(Labeled-object pointing entries)
[Start]

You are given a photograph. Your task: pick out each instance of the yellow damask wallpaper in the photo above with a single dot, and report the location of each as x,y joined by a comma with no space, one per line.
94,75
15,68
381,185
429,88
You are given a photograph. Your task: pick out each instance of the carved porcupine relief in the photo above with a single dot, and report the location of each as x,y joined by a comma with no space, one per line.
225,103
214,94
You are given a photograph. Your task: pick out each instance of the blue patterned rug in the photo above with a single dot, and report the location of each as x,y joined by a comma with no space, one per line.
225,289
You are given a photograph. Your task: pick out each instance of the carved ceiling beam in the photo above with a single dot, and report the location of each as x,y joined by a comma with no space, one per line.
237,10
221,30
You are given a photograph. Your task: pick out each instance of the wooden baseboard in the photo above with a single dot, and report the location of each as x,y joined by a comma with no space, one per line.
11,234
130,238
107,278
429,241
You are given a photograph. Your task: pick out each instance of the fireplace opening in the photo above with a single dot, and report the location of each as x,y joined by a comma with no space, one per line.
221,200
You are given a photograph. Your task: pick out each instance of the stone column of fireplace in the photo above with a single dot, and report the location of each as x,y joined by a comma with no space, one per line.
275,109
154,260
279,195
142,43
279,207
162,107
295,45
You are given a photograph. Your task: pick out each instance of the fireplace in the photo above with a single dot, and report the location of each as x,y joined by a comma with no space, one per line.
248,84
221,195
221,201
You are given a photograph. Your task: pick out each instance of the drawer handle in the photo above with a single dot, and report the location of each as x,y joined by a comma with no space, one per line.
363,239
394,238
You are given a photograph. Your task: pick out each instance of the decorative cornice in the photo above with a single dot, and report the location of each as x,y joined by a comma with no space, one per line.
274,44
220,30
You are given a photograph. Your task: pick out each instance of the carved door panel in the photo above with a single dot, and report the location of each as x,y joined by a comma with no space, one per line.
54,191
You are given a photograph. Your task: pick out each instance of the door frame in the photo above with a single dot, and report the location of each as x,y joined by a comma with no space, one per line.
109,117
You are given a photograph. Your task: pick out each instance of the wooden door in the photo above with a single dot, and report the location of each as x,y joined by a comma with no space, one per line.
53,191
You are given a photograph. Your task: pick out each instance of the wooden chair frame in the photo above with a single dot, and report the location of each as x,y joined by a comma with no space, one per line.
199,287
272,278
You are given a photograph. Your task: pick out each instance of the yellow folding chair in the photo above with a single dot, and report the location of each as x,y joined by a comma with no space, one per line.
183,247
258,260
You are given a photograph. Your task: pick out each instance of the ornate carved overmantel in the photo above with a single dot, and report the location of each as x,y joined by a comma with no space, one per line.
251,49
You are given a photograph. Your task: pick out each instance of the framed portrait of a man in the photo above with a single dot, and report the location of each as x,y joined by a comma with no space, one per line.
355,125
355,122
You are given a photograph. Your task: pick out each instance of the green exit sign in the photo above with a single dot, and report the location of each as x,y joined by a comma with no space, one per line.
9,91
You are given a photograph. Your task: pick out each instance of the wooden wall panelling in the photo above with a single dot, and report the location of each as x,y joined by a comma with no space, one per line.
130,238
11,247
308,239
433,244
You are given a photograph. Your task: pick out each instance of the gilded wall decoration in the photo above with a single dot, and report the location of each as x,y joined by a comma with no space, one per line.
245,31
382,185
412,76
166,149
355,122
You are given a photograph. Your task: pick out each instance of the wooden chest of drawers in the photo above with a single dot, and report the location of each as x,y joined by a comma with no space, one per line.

[End]

Exercise brief:
Give all the entries again exactly; leave none out.

Worked answer:
You are given a photograph. Your task: pick out each instance of the yellow damask wallpaper in the photo above with a single dot, and report the location of each as x,y joined by a comma with no space, one per line.
94,75
15,68
381,185
429,88
You are given a photograph. Your task: pick out each instance of the carved porcupine relief in the photo above with a single dot, and report the location of each as x,y joined by a comma with no space, one per line.
225,103
214,94
You are given a photograph. Your task: pick out each instance of the blue patterned rug in the photo above with a single dot, and report the location of each as x,y joined by a comma with no space, one per line.
225,289
You are given a photograph. Your task: pick out each instance of the carved ceiling beam in the photo above with a single dot, and report the location of each as x,y joined by a comma with no space, one per line.
237,10
221,30
You are given a photograph. Your task: pick out each instance of the wooden baseboard in the photo above with a single dot, and report the location of each as x,y joined by a comma with no space, one per line.
11,234
130,238
107,278
429,241
You are given a photograph. Your task: pick out each instance of the fireplace opening in the photo above with a single dot, and report the location of each as x,y joined by a comma with no space, one per line.
221,200
You are given a photograph. Your task: pick out each instance of the stone column of fireplace in the photo above with a single dot, and report the location of each as x,y joined by a comma with no space, one per line.
275,109
154,260
279,195
142,43
279,207
162,107
295,45
You are given a photograph. Your task: pick out each instance of the fireplace in the photo above with a single dot, and report the location of each as x,y joined by a comma with no space, one per line.
248,84
221,195
221,201
You are given a photograph. Your task: pick out each instance of the drawer handle in the photo above with a single dot, and report the location of each as x,y joined by a comma with no space, one per line.
363,239
394,238
You are given a photograph. Your task: pick out each instance of the decorative cornice in the photo above with a single dot, and report the location of each as x,y joined by a comma with no space, one per line.
274,44
220,30
You are given a photograph. Your task: pick out each instance of the carved door panel in the photo above with a single dot, and report the location of each as x,y joined by a comma with no space, one per line.
54,191
You are given a photograph. Your task: pick out each instance of the door frame in the photo above with a single dot, and report the location of each as x,y joined by a comma with no space, one per line.
109,117
You are given a photograph. Your task: pick out each instance of the wooden door in the photo above with a single dot, and report the location of each as x,y joined by a comma with no space, one per line.
53,191
You are given a photograph. Your task: pick out each instance of the wooden chair frame in the photo above with a single dot, and report the location of each as x,y joined by a comma with no space, one per line.
199,287
272,278
You are given a photograph. Your task: pick out each instance of the yellow folding chair in the photo above with a single dot, and report the location of each as x,y joined by a comma with no space, one per line.
183,247
258,260
You are given a photograph. Your task: pick out each instance of the ornate carved overmantel in the photo above with a single dot, and report the location of each as x,y joined by a comma with no space, one per line.
251,49
You are given a photograph. Your task: pick out each instance of the framed portrait of a man in the photo above with a single dot, and report the location of each as x,y joined by a comma with no space, one per line.
355,125
355,122
You are given a photograph. Your task: pick out each instance of the green exit sign in the photo above with a single dot, and report the location of each as x,y joined by a comma with no space, one per line.
9,91
You are given a photograph. Your task: pick out each instance of the wooden wall panelling in the photo above with a single dot, and report the location of each as x,y joined by a comma with no space, one per line.
130,238
11,247
308,239
433,244
You are given a photograph. Your task: pick out each instance of the gilded wall decoration in the photo above with a single dot, and report the location of each as x,y joined by a comma with no space, one per line.
245,31
382,185
412,76
166,149
355,122
You are given a photograph. Your task: pick out each instance of the wooden chest of drawers in the photo above with a single dot, and report the location of each as x,y joined by a comma with no space, one per line.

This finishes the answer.